### EXTRAIT:
'''
Black Friday …Vendredi noir

Jerome Marty

Jerome MartyA tous,

Nous étions sur une journée exceptionnelle, historique.

Dès 8 h les retours montraient que la participation à l’arrêt d’activité était à l’aune des sondages que nous avions fait soit plus de 90 % d’arrêt d’activité des cabinets et plus de 75% des établissements de soins impactés. Les ARS souvent sous estimaient le mouvement ainsi que les préfectures… Les cortèges au départ de Bordeaux, Lyon, Toulouse, Marseille, Rennes, Lille, étaient plus importants que prévu et grossissaient en avançant.
'''
### Éléments du jeu de données:
'''
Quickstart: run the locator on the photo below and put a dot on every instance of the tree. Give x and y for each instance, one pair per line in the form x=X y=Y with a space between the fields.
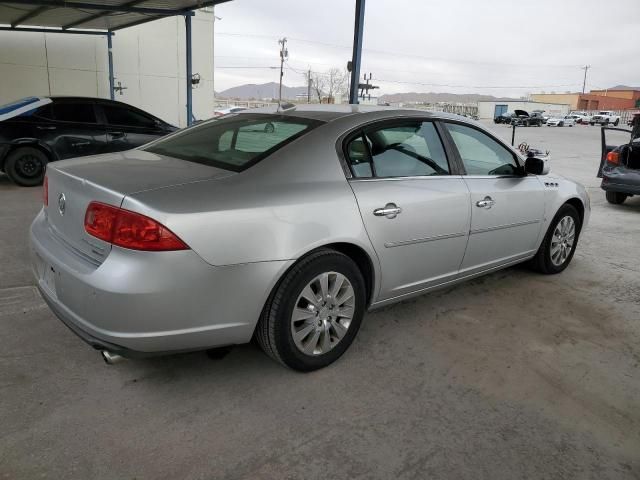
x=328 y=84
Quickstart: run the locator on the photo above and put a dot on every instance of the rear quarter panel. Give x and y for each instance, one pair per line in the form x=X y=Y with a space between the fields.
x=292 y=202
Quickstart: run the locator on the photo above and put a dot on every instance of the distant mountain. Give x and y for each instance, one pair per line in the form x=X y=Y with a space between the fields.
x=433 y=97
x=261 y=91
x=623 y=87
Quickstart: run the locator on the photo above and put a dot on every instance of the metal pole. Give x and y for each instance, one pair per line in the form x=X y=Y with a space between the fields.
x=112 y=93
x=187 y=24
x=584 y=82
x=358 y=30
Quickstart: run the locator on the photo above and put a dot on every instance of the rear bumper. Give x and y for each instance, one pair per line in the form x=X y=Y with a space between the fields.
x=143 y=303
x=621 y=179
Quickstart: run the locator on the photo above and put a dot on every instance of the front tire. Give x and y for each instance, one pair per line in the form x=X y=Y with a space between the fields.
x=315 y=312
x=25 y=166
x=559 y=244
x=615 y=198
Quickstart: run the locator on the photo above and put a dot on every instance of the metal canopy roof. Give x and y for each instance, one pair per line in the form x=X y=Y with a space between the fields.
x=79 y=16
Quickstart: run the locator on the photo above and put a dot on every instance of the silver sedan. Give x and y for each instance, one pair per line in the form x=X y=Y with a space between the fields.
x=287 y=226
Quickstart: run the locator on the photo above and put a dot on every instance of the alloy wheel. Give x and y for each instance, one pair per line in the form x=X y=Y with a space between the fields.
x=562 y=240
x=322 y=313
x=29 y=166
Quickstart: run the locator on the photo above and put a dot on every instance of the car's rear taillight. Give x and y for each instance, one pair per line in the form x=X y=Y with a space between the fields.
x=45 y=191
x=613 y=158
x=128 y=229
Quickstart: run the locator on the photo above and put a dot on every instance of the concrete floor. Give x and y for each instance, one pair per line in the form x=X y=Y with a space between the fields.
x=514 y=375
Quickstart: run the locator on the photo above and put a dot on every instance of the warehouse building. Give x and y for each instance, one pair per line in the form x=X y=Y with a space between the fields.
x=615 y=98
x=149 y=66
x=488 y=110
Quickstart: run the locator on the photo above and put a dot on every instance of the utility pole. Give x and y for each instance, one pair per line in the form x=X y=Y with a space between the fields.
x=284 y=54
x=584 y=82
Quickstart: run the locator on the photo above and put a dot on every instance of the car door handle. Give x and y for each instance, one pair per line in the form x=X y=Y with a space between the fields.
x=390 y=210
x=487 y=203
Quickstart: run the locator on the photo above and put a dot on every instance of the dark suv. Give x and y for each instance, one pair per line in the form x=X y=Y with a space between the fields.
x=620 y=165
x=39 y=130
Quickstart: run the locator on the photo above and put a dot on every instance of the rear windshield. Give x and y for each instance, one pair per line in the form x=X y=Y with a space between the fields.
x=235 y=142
'''
### ÉNONCÉ:
Recopiez le passage de l'extrait sur le Vendredi noir qui va de « Black Friday …Vendredi » à « grossissaient en avançant. », ces deux bornes comprises.

### CORRIGÉ:
Black Friday …Vendredi noir

Jerome Marty

Jerome MartyA tous,

Nous étions sur une journée exceptionnelle, historique.

Dès 8 h les retours montraient que la participation à l’arrêt d’activité était à l’aune des sondages que nous avions fait soit plus de 90 % d’arrêt d’activité des cabinets et plus de 75% des établissements de soins impactés. Les ARS souvent sous estimaient le mouvement ainsi que les préfectures… Les cortèges au départ de Bordeaux, Lyon, Toulouse, Marseille, Rennes, Lille, étaient plus importants que prévu et grossissaient en avançant.